**Ausgewählter Auszug:**
Eine obdachlose Frau schläft auf Pappe auf dem Alaaf-Schriftzug.
Copyright: Petra Metzger
Kathis Drogenkarriere begann im Alter von 14 Jahren mit einer Heroin-Zigarette. Sie bekam sie von einer Freundin in der nahegelegenen Großstadt, wo sie häufiger unterwegs war, seitdem sie die Schule schwänzte. Der eigentliche Kipppunkt in ihrem Leben lag allerdings schon vorher: der Tod ihrer Großmutter. Kathis Mutter arbeitete in einem Kiosk und kam immer abends erst spät zurück, der Vater, der als Lkw-Fahrer arbeitete, war nur am Wochenende da. Und so wuchs Kathi bei der Großmutter auf. „Sie war wie meine Mama für mich. Sie war mein Ein und Alles“, erzählt Kathi, die eigentlich anders heißt, in einem Interview.

**Übungsdaten:**

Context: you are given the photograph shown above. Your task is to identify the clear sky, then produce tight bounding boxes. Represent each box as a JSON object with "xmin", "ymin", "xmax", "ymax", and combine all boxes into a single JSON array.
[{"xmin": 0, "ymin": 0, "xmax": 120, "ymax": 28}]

**Zu erledigen:**
1. Nennen Sie alle Familienangehörigen Kathis, die im Auszug über Kathi vorkommen.
2. Prüfen Sie, ob die folgenden Aussagen mit dem Auszug über Kathi übereinstimmen, und belegen Sie jede Antwort mit dem entscheidenden Wortlaut.
(a) Kathi war 14 Jahre alt, als sie mit einer Heroin-Zigarette begann.
(b) Kathis Vater war jeden Abend zu Hause.
(c) Kathi ist der wirkliche Name der Frau.
3. Beantworten Sie anhand des Auszugs über Kathi die folgenden Fragen.
(a) Worauf schläft die obdachlose Frau?
(b) Wer ist beim Copyright angegeben?
(c) Wo arbeitete Kathis Mutter?

**Lösungen je Aufgabe:**
1. Großmutter, Mutter, Vater

2.
(a) Ja: „Kathis Drogenkarriere begann im Alter von 14 Jahren mit einer Heroin-Zigarette.“
(b) Nein: „der Vater, der als Lkw-Fahrer arbeitete, war nur am Wochenende da.“
(c) Nein: „erzählt Kathi, die eigentlich anders heißt“

3.
(a) Auf Pappe auf dem Alaaf-Schriftzug.
(b) Petra Metzger.
(c) In einem Kiosk.